# [Exercises to complete]
**A.** Reproduce the passage of the learned database systems page from "Learned Database Systems: AI-Driven" up to and including "specific data distributions.".
**B.** Summarize the learned database systems page in two sentences.

# [Source document]
++++++++

Learned Database Systems: AI-Driven Query Optimization, Learned Indexes, and Cardinality Estimation

## TL;DR
Learned database systems replace decades of hand-tuned heuristics in databases with machine learning models. From learned indexes that replace B-trees with tiny neural networks to learned query optimizers that beat expert-designed cost models, AI is challenging the assumption that classical data structures and algorithms are always optimal for specific data distributions.

++++++++

# [Records]
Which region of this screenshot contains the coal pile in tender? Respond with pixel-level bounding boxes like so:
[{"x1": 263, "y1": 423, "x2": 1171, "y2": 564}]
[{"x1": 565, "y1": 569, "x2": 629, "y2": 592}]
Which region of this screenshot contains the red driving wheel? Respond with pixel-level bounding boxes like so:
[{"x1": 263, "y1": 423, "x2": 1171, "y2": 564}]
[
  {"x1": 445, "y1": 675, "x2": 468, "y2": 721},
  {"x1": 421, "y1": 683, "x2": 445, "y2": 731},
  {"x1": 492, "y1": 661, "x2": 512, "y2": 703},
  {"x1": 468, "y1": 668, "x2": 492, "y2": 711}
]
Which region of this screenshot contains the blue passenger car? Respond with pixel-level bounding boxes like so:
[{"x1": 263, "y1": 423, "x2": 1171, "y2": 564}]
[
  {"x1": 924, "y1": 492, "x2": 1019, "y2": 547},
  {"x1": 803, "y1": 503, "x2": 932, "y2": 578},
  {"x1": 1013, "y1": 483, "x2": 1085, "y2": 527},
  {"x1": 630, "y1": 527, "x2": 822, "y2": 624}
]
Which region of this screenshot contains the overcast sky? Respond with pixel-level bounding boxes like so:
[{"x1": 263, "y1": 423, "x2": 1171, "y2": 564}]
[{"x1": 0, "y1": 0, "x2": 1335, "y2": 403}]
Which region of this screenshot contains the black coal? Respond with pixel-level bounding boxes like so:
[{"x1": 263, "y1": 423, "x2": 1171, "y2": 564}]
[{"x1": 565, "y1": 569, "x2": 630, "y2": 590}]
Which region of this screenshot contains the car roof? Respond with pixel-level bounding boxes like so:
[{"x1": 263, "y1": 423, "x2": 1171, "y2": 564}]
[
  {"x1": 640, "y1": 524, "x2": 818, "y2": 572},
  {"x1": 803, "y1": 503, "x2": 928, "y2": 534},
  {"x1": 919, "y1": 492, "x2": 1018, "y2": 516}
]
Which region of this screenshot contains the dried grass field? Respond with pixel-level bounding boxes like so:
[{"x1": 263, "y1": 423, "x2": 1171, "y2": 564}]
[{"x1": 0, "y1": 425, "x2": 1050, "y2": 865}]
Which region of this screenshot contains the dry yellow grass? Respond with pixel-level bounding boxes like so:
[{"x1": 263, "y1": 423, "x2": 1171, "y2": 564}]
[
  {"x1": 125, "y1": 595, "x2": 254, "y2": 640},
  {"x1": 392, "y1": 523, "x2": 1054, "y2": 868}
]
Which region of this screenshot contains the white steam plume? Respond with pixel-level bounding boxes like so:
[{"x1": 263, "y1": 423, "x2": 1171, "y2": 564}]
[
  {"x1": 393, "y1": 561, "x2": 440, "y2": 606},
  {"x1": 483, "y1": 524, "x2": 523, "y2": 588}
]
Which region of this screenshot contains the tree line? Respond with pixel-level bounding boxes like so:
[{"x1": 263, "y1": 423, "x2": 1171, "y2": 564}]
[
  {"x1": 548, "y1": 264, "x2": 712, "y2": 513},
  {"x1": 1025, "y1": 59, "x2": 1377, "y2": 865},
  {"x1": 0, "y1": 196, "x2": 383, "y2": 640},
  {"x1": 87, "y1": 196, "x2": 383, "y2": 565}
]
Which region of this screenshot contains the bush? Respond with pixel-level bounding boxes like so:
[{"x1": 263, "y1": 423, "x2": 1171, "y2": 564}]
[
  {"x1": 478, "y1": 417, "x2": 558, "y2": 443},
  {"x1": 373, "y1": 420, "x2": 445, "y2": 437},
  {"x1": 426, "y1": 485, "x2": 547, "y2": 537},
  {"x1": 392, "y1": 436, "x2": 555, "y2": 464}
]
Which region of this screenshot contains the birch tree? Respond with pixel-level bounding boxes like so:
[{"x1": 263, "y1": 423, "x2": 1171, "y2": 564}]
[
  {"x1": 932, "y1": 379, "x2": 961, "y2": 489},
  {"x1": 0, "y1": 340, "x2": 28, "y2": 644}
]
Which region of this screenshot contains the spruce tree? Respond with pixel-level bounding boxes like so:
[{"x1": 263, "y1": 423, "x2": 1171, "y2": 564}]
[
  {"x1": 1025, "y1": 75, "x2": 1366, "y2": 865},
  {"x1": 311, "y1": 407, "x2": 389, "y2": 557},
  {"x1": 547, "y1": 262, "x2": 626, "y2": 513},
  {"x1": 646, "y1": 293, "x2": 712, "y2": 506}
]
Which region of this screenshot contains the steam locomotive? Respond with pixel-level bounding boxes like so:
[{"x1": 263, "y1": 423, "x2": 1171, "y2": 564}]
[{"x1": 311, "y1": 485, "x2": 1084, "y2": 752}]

++++++++

# [Numbered responses]
**A.**
Learned Database Systems: AI-Driven Query Optimization, Learned Indexes, and Cardinality Estimation

## TL;DR
Learned database systems replace decades of hand-tuned heuristics in databases with machine learning models. From learned indexes that replace B-trees with tiny neural networks to learned query optimizers that beat expert-designed cost models, AI is challenging the assumption that classical data structures and algorithms are always optimal for specific data distributions.

**B.** Learned database systems use machine learning models in place of the hand-tuned heuristics that databases have relied on for decades. Approaches such as learned indexes, which replace B-trees with tiny neural networks, and learned query optimizers, which beat expert-designed cost models, challenge the assumption that classical data structures and algorithms are always optimal for specific data distributions.